Document extract —
Co-pastor, Sindy Uzupan, of United Pentecostal Church of Raymondville, said she is “the one on the other end of the telephone,” taking calls from people who have squandered their welfare checks or small savings on the gaming machines and then have to ask for help to pay their rent, electric bill, to buy groceries or cannot afford clothing or other necessities.

“I don’t want gambling rooms regulated,” she said. “I want them removed from our county,” the pastor said.

One elderly man, who said he has farmed over 50 years, said he is not against gambling in principle, but does object to people who are on welfare, food stamps or any other public assistance, being able to spend money provided by taxpayers on gambling.

“I’m a farmer, that’s the biggest kind of gambling there is,” he said. “But I gamble my money, not tax money.”

One woman from Raymondville, said she had a job in an 8-liner hall and can see how it provides income to families, how money earned at 8-liners provides cash that is spent locally, to buy groceries and pay rent and provide necessities. If not spending it in the machines, they would be buying scratchoff (Texas Lottery tickets) or playing bingo.”

Tears streaming down her face, she said, “When I got clean and sober in 2008, they were the only ones that would give me a job.”

Eduardo Garcia, owner of the Triple 7 game room in Sebastian, also became emotional about his efforts to do good in the community.

“I pay my people $12 an hour,” he said. “I don’t fire them. He has risked criticism by having his employees working to fix up a local park, he said. “I always donate to the kids,” he said of local charitable causes.

“Investigate me, I don’t have a bank account. We bought 100 bikes for kids, when we were in Raymondville. I spent $500 for a light in front so nobody will get run over (on the road in front of his Sebastian building). “I’m here to grow Sebastian. I’m here to help.”

Data section —
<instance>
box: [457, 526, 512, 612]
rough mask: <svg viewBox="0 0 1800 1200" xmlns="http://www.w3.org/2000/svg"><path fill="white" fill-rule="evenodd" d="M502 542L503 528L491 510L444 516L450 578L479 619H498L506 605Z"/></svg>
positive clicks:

Activity —
Please answer these questions using the game room excerpt above:
1. What does Sindy Uzupan want done with the gambling rooms in her county?
2. For how many years has the elderly man said he has farmed?
3. What hourly wage does Eduardo Garcia say he pays his people?

Solution below —
1. She wants them removed from the county, not regulated.
2. Over 50 years.
3. $12 an hour.